## Source:
:::::

Quote - The randomness in lottery machines comes from a whole barrel load of (what are essentially) chaotic effects.

To truely reproduce even a single draw you'd need to account for local changes in air density, air currents, tiny variations of gravity, atomistic scale flaws on all the surfaces of the machine, the balls etc.
The problem is of course you can't because attempting to measure some of these will be in the realm of the Heisenburg's Uncertainty Principle.

So while you could simulate a draw, you'll never be able to do so in a predictive way.

I'm sure you're right, and I wasn't suggesting that this would be a practical way to generate random numbers.  I was thinking that maybe the best way to compute randomness would be by trying to simulate the way it occurs in the real world, rather than through calculations that creates a set of differences for their own sake.


kuroyume0161 ( ) posted Mon, 29 September 2008 at 4:49 PM

Chaos Theory itself was launched by the random results of supposedly 'repeatable' atmospheric simulations on a computer (MIT meteorologist Lorenz).  But the problem is that chaos isn't particularly random.  The definition goes: random, chaos, order.  Chaos is inherently random-like but has understandable features which can be modeled (non-linear mathematics, state-spaces, and so on).  Thus is it a state inbetween random and ordered.

The problem with using such simulations (including lottery machines) is the amount of work needed.  Random numbers, for the most part, can't be predetermined and saved in an awaiting array - even if they are truly random.  Usually the demand is continuous and real-time.  As noted in "Numerical Recipes", the ideal situation is two separate computers - one generating random numbers while the other receives them for use in deterministic programs.

C makes it easy to shoot yourself in the foot. C++ makes it harder, but when you do, you blow your whole leg off.

:::::

## Aim of the exercise:
In the forum discussion on randomness, list the three terms, in order, that make up the definition given after "The definition goes:". The rows that follow aren't needed.

:::::

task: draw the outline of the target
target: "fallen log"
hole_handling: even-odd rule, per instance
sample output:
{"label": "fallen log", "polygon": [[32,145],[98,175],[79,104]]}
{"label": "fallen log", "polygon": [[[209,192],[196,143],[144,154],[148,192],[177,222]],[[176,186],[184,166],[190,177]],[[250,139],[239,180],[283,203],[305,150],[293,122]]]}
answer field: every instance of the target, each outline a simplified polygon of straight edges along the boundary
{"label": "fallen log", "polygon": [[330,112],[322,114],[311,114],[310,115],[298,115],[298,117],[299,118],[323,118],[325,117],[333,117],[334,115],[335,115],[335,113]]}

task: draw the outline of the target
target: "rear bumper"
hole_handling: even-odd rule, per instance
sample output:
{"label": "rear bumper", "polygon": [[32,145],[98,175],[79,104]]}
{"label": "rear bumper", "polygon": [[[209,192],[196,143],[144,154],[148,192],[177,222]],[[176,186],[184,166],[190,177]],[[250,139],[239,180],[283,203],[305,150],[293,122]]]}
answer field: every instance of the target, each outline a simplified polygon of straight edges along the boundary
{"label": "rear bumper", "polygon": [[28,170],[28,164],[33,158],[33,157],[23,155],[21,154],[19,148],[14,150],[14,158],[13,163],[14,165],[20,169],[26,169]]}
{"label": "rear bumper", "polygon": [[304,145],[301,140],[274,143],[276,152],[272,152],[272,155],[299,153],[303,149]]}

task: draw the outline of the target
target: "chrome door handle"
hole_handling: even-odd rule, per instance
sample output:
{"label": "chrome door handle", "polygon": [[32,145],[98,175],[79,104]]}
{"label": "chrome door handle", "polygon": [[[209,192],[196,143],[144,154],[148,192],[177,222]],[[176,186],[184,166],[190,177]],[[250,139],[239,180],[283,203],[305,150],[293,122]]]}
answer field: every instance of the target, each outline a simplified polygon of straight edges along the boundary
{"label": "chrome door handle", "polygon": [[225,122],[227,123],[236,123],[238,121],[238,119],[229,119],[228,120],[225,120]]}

:::::

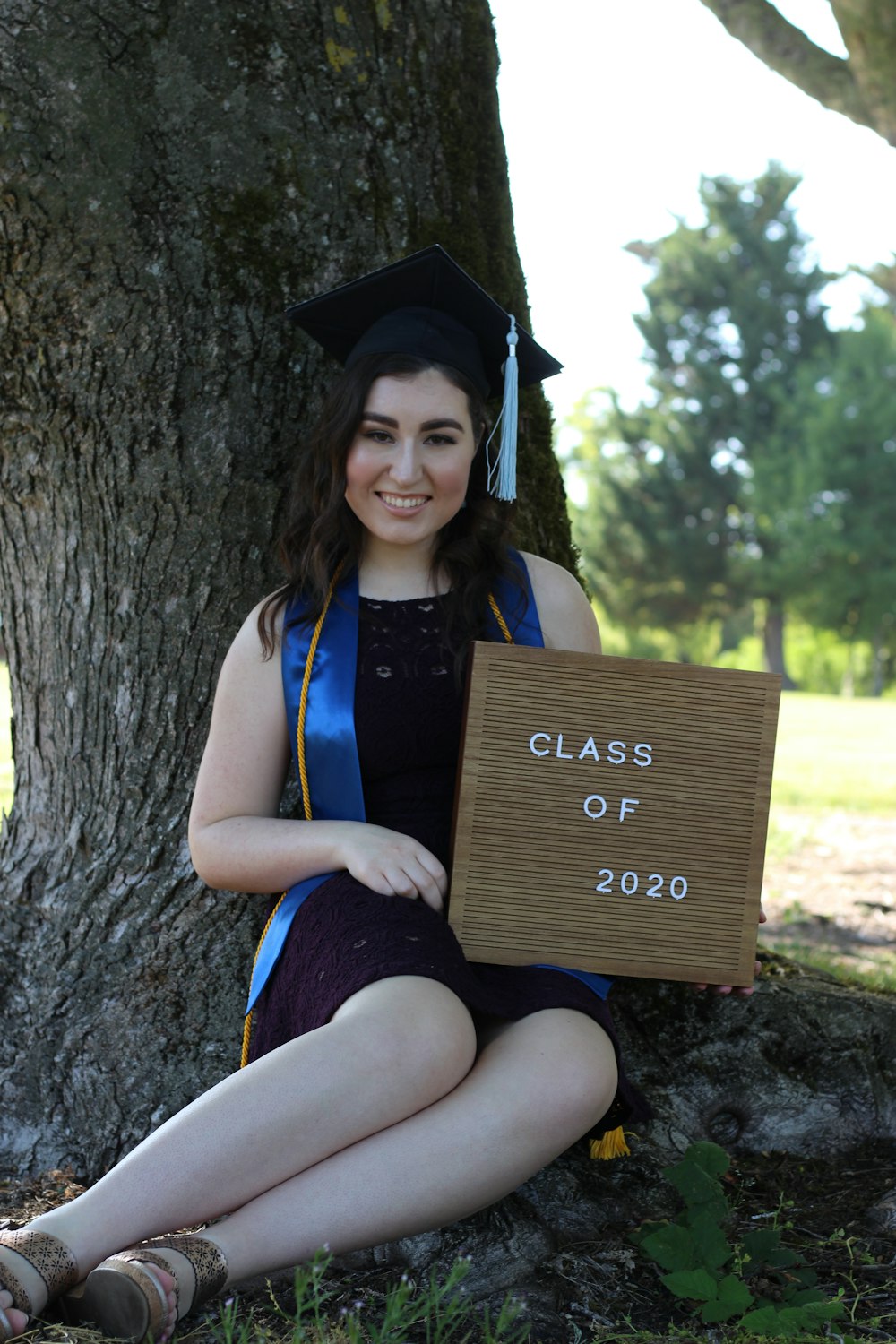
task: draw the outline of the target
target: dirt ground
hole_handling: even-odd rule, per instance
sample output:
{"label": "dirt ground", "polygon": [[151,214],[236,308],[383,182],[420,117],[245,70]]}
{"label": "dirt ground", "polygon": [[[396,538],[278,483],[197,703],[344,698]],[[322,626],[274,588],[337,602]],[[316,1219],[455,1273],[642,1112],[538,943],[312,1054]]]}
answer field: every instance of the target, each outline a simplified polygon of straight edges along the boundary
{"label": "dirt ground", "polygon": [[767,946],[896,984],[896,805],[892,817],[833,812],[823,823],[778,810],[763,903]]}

:::::

## Solution to the exercise:
random, chaos, order